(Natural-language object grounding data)
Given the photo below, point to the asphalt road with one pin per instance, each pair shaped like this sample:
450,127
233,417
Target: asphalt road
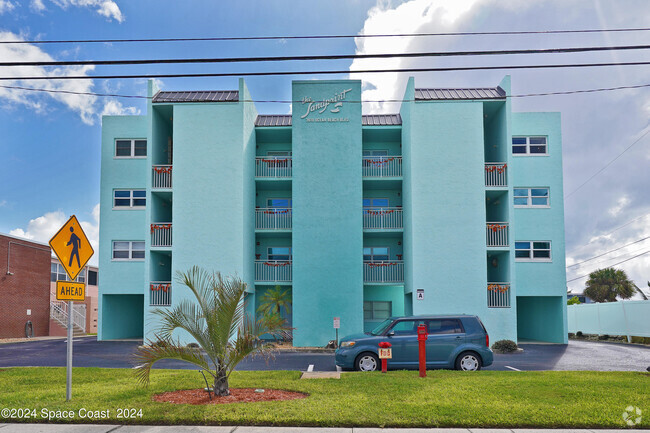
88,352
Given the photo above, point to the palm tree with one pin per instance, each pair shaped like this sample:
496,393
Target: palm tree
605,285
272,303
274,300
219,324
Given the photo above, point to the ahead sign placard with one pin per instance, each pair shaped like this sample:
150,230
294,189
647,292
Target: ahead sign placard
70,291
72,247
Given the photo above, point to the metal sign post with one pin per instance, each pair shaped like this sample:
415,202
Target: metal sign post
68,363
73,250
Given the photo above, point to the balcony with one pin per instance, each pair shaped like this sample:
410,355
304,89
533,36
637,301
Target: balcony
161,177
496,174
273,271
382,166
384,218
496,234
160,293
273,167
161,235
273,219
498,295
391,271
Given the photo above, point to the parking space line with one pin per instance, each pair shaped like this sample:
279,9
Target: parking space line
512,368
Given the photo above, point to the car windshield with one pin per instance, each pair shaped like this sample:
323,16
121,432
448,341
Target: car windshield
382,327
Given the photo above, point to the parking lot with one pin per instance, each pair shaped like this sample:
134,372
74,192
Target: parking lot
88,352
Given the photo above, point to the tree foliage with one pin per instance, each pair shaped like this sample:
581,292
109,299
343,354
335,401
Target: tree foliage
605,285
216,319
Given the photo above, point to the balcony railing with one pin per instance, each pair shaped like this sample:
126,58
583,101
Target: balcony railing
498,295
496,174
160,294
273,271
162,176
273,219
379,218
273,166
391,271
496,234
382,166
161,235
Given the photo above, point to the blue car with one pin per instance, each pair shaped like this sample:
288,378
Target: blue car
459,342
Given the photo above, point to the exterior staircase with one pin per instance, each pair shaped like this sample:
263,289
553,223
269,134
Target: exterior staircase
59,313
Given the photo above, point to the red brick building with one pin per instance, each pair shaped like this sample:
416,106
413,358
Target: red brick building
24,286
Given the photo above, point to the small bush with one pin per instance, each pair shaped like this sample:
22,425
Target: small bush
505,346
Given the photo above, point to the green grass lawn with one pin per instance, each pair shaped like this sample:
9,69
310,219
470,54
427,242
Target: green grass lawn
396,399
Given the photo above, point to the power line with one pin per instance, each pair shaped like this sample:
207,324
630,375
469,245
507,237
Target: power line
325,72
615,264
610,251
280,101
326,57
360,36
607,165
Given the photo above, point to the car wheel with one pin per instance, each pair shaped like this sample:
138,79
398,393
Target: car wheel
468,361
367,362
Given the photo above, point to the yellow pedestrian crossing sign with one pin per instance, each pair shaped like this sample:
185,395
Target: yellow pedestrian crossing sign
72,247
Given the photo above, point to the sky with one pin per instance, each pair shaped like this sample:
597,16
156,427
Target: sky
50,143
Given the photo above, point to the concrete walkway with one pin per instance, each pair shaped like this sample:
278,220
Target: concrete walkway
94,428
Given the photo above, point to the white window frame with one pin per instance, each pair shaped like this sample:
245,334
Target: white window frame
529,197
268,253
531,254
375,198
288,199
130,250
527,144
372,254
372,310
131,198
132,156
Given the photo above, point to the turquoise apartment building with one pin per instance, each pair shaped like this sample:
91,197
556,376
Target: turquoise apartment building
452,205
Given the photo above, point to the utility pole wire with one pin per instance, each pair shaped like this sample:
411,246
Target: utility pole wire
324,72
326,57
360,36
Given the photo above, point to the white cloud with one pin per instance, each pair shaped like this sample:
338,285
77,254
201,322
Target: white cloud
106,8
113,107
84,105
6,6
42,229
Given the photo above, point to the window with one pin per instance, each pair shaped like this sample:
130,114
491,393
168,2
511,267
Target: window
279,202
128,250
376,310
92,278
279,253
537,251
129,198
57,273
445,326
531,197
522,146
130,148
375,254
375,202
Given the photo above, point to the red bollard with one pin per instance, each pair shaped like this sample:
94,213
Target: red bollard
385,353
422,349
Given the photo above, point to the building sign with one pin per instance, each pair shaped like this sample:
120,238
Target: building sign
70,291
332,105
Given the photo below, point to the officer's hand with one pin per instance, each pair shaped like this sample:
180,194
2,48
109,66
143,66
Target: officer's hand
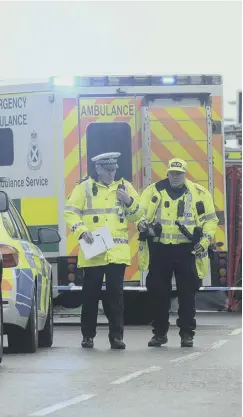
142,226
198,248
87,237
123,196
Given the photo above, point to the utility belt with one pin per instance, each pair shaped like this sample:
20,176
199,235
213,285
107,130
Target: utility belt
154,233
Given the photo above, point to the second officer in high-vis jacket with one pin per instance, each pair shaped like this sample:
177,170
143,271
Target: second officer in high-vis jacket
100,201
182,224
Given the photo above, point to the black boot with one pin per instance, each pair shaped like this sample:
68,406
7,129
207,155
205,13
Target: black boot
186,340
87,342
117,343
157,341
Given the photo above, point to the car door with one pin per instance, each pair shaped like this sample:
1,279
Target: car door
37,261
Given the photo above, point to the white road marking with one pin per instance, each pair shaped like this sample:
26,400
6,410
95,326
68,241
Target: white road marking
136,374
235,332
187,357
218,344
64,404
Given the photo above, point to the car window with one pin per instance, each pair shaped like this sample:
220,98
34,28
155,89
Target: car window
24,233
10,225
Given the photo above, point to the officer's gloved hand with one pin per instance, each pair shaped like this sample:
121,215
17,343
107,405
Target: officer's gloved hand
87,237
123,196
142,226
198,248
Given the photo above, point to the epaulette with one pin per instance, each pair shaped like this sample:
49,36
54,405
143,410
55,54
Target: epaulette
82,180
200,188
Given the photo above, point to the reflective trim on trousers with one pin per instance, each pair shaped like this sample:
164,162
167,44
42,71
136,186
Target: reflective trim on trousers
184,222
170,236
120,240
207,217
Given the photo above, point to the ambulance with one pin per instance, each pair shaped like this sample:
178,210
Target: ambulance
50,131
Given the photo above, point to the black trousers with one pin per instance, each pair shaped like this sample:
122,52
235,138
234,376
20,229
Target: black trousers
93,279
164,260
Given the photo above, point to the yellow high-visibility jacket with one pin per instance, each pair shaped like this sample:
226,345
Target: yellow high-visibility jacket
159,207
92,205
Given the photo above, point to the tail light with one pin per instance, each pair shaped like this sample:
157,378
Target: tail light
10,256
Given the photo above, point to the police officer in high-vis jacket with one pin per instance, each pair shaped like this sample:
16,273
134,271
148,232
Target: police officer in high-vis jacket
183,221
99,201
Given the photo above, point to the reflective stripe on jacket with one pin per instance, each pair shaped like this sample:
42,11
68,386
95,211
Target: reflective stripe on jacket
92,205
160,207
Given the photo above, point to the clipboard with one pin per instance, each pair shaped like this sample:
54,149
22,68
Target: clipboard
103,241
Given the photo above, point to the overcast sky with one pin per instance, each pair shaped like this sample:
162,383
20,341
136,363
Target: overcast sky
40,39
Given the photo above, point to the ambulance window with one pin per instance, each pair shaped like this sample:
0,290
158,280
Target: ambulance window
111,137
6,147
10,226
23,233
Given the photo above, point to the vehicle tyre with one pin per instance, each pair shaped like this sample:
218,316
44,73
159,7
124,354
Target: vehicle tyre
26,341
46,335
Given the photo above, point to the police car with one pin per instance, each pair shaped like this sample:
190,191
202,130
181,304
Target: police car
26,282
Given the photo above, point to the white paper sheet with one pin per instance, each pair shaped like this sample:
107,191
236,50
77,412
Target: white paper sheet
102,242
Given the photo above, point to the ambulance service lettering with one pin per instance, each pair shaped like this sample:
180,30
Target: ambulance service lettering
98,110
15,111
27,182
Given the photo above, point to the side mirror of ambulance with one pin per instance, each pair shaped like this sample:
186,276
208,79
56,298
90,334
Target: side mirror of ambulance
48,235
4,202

Directions:
The lines above from the one with "Given the photo above, point to the ambulance window" through the one with "Given the photo above, point to the white paper" are to be duplicated exactly, ends included, with nothing added.

Expected answer:
Given the photo above, point to the ambulance window with one pin per instance, each pair shaped like this sample:
0,290
158,280
Target: ambulance window
111,137
6,147
10,226
23,233
Given the photo above, point to the vehicle tyre with one pin per instance, each pair shaped like this sample:
218,316
44,73
159,7
124,354
Target: vehicle tyre
26,341
46,335
Given the photo above, point to the police car with one pin per instance, each pair shaped like this sample:
190,191
202,130
181,304
Target: police car
26,282
Given the photo above, point to the white paper sheet with one pin per instance, each pair shaped like this sample:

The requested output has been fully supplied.